TEXT TO READ:
* START *

The 1993 TranSouth 500 was the fifth stock car race of the 1993 NASCAR Winston Cup Series season and the 37th iteration of the event. The race was held on Sunday, March 28, 1993, in Darlington, South Carolina, at Darlington Raceway, a  permanent egg-shaped oval racetrack. The race took the scheduled 367 laps to complete. At race's end, Richard Childress Racing driver Dale Earnhardt would manage to overcome a first half struggle and dominate the second half of the race to take his 54th career NASCAR Winston Cup Series victory and his first victory of the season. To fill out the top three, Roush Racing driver Mark Martin and Joe Gibbs Racing driver Dale Jarrett would finish second and third, respectively.

Background 

Darlington Raceway is a race track built for NASCAR racing located near Darlington, South Carolina. It is nicknamed "The Lady in Black" and "The Track Too Tough to Tame" by many NASCAR fans and drivers and advertised as "A NASCAR Tradition." It is of a unique, somewhat egg-shaped design, an oval with the ends of very different configurations, a condition which supposedly arose from the proximity of one end of the track to a minnow pond the owner refused to relocate. This situation makes it very challenging for the crews to set up their cars' handling in a way that is effective at both ends.

Entry list 

 (R) denotes rookie driver.

* END *

SET TASKS:
- A) In the text about the 1993 TranSouth 500, how many laps did the race take to complete?
- B) Return the part of the text about the 1993 TranSouth 500 starting at "The 1993 TranSouth" and ending at "and third, respectively.", copied word for word.
The lines are not needed for this work.

SUPPLIED RECORDS:
* START *

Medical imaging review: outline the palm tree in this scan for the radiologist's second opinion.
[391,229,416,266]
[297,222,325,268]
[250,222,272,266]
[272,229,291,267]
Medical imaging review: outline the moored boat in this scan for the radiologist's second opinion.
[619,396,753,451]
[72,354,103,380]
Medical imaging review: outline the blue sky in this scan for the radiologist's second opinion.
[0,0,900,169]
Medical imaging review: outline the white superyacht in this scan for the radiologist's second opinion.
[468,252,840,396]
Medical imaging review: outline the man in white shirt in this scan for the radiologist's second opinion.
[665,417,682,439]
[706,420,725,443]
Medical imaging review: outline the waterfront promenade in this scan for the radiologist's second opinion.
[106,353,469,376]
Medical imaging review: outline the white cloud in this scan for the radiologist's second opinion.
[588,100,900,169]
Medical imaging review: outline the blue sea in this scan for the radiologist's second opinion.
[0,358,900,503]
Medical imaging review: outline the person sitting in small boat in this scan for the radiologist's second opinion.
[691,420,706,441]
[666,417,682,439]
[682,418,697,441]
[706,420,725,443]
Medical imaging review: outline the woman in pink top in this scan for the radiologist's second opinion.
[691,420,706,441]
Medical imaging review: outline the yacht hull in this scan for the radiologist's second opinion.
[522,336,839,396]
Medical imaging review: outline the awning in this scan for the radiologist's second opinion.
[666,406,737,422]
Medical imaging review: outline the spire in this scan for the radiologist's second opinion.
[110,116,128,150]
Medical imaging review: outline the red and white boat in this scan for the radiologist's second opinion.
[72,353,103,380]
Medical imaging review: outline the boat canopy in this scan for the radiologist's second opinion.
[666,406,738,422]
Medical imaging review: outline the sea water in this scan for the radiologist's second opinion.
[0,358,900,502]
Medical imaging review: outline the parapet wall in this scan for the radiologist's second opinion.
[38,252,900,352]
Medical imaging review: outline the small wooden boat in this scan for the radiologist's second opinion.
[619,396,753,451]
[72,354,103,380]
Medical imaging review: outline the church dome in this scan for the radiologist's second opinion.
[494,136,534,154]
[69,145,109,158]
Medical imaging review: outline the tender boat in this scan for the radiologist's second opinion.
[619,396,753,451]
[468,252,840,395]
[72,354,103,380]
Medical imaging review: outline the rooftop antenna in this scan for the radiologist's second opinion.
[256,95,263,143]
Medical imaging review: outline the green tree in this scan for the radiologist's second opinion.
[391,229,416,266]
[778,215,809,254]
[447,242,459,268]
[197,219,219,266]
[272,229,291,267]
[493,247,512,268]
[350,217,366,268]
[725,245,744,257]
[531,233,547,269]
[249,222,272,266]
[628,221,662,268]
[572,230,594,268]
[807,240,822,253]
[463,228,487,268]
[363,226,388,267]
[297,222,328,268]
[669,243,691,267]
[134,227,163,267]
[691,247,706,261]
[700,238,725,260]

* END *
* START *

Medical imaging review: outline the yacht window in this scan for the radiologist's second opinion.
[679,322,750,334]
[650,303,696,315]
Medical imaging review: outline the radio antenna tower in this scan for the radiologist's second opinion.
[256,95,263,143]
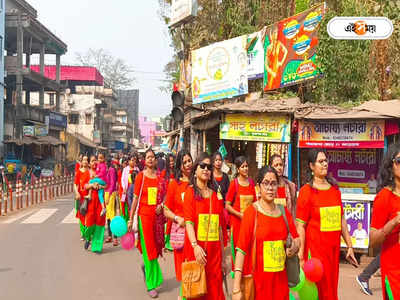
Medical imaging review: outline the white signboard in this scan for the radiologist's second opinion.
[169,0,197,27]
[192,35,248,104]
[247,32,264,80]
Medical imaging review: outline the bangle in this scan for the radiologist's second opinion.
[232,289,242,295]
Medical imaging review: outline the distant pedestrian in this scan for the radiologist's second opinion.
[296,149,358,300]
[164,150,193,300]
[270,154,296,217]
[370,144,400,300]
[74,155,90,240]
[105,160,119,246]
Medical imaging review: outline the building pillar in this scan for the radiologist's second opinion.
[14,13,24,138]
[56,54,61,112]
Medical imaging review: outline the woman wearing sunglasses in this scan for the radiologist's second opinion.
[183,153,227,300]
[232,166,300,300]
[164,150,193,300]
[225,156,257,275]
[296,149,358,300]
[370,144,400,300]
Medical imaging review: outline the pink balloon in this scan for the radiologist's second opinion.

* END *
* START *

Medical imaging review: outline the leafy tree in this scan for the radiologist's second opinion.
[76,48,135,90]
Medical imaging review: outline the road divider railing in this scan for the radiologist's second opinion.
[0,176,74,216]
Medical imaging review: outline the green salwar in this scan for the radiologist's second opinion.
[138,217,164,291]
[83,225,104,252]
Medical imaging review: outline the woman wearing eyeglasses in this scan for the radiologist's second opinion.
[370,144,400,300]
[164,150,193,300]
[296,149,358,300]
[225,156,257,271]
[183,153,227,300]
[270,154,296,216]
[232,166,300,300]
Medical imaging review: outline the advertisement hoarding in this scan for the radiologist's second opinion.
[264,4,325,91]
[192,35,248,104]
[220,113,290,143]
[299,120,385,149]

* END *

EXERCISE ANSWERS:
- A) 367 laps.

- B)
The 1993 TranSouth 500 was the fifth stock car race of the 1993 NASCAR Winston Cup Series season and the 37th iteration of the event. The race was held on Sunday, March 28, 1993, in Darlington, South Carolina, at Darlington Raceway, a  permanent egg-shaped oval racetrack. The race took the scheduled 367 laps to complete. At race's end, Richard Childress Racing driver Dale Earnhardt would manage to overcome a first half struggle and dominate the second half of the race to take his 54th career NASCAR Winston Cup Series victory and his first victory of the season. To fill out the top three, Roush Racing driver Mark Martin and Joe Gibbs Racing driver Dale Jarrett would finish second and third, respectively.